• **Task statement**
Exactly reproduce the lines from the line that has "Mark each instance of the small" down to the last line of the entries, inclusive.

• **Data section**
# # # # # # #
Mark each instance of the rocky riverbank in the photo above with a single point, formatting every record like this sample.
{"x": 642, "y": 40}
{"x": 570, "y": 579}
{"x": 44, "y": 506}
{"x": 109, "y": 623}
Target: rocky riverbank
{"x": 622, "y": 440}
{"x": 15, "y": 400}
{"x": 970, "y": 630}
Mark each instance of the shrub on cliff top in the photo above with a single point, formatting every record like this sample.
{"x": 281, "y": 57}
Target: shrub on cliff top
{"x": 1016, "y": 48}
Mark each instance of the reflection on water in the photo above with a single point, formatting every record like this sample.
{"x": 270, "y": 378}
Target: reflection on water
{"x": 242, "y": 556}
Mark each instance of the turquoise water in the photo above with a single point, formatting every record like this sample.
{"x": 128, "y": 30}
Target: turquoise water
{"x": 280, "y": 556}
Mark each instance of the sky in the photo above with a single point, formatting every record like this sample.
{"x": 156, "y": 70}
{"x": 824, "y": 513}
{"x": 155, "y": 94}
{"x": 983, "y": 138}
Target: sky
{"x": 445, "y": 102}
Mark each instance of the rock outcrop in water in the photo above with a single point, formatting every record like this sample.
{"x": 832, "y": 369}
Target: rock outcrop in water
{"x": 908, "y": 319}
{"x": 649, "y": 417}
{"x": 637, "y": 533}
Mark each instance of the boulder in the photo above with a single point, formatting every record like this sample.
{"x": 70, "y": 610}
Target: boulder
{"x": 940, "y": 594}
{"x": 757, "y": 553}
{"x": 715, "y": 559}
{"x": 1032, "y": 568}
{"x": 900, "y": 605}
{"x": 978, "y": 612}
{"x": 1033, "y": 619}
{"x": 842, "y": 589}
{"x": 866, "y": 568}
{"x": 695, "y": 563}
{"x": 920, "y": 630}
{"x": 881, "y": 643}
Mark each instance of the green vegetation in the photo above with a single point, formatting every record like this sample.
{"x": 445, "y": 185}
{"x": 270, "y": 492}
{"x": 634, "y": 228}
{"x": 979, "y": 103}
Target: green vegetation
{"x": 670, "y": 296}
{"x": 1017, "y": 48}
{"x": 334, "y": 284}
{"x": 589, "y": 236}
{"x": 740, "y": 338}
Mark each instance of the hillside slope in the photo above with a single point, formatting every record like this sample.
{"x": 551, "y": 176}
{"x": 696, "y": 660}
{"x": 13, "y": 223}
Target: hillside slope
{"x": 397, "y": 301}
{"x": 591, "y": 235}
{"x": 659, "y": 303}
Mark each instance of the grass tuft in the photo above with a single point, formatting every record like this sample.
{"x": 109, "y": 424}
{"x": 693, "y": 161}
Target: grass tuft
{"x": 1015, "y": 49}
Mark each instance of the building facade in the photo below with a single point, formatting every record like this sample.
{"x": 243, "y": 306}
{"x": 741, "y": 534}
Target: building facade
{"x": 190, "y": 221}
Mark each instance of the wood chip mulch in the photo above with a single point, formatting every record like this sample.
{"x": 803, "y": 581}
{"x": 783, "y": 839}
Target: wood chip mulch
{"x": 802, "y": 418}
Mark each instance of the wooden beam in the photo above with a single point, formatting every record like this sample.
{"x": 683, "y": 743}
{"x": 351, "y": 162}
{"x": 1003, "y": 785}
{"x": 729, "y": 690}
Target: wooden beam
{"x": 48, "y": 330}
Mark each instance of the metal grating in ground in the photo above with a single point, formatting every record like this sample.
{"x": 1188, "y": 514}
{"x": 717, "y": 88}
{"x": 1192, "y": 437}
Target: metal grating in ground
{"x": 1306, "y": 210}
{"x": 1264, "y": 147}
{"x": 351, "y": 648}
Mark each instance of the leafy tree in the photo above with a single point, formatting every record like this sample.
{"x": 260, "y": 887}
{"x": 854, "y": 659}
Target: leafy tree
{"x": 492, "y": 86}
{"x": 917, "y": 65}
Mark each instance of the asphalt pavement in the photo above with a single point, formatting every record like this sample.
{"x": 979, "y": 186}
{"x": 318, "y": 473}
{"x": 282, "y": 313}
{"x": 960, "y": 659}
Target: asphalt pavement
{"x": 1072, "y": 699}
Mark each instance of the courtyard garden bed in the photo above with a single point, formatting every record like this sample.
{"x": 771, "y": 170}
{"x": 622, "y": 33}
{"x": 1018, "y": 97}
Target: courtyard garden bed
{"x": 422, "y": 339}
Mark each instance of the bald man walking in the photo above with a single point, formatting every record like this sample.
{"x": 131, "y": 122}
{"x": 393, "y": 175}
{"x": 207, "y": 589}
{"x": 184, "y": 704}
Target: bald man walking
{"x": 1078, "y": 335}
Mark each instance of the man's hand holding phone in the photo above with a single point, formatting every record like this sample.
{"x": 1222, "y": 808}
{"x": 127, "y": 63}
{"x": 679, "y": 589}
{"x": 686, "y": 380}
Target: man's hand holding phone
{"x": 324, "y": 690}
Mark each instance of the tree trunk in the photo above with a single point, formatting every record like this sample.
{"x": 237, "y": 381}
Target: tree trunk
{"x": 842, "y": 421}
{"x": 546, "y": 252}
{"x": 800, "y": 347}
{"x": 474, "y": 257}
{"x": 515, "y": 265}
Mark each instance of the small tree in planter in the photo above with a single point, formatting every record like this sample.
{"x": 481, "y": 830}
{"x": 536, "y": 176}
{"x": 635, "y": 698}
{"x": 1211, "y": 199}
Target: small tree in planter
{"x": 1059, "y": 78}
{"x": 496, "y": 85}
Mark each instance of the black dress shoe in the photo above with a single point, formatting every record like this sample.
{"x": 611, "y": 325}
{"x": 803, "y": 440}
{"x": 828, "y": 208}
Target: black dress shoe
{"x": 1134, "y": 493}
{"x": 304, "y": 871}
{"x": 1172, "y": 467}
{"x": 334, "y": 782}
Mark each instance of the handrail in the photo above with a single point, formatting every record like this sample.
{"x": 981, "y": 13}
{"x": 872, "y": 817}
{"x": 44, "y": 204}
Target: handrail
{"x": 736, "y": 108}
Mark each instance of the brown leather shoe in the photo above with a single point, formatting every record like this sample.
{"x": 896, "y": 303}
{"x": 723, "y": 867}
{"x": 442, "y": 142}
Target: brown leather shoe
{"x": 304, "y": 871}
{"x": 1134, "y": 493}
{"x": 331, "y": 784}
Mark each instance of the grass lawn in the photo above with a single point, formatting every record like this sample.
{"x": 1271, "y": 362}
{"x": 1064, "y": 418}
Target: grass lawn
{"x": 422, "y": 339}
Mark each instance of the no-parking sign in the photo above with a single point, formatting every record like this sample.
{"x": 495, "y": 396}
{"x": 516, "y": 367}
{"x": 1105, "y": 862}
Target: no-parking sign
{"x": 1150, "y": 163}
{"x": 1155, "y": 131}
# # # # # # #
• **Response**
Mark each instance of the small tree in planter in the photo above with a single point, formatting every record like this sample.
{"x": 481, "y": 830}
{"x": 536, "y": 176}
{"x": 635, "y": 698}
{"x": 1211, "y": 199}
Target: small tree in planter
{"x": 1059, "y": 78}
{"x": 496, "y": 85}
Mark each instance of the black dress shoe in the photo above with a single point, formatting every record like this sample.
{"x": 611, "y": 325}
{"x": 803, "y": 440}
{"x": 828, "y": 208}
Target: black dress shoe
{"x": 1134, "y": 493}
{"x": 304, "y": 871}
{"x": 1172, "y": 467}
{"x": 334, "y": 782}
Mark each instance of the handrail in the photo above with a single point, formatting every record like this sample.
{"x": 981, "y": 13}
{"x": 872, "y": 817}
{"x": 44, "y": 204}
Target: handrail
{"x": 736, "y": 108}
Mark each instance of the brown leather shoe in the photo above with a single point, formatting every record like this sample.
{"x": 896, "y": 303}
{"x": 723, "y": 867}
{"x": 442, "y": 142}
Target: brown leather shoe
{"x": 304, "y": 871}
{"x": 1134, "y": 493}
{"x": 331, "y": 784}
Mark each instance of the grass lawn in the photo above with a single point, formatting every record like this sample.
{"x": 1271, "y": 362}
{"x": 1064, "y": 418}
Target: grass lawn
{"x": 422, "y": 339}
Mark each instance of the no-parking sign in the photo above with a single point, formatting every record like this sample.
{"x": 495, "y": 396}
{"x": 516, "y": 367}
{"x": 1105, "y": 862}
Target: no-parking sign
{"x": 1150, "y": 163}
{"x": 1155, "y": 131}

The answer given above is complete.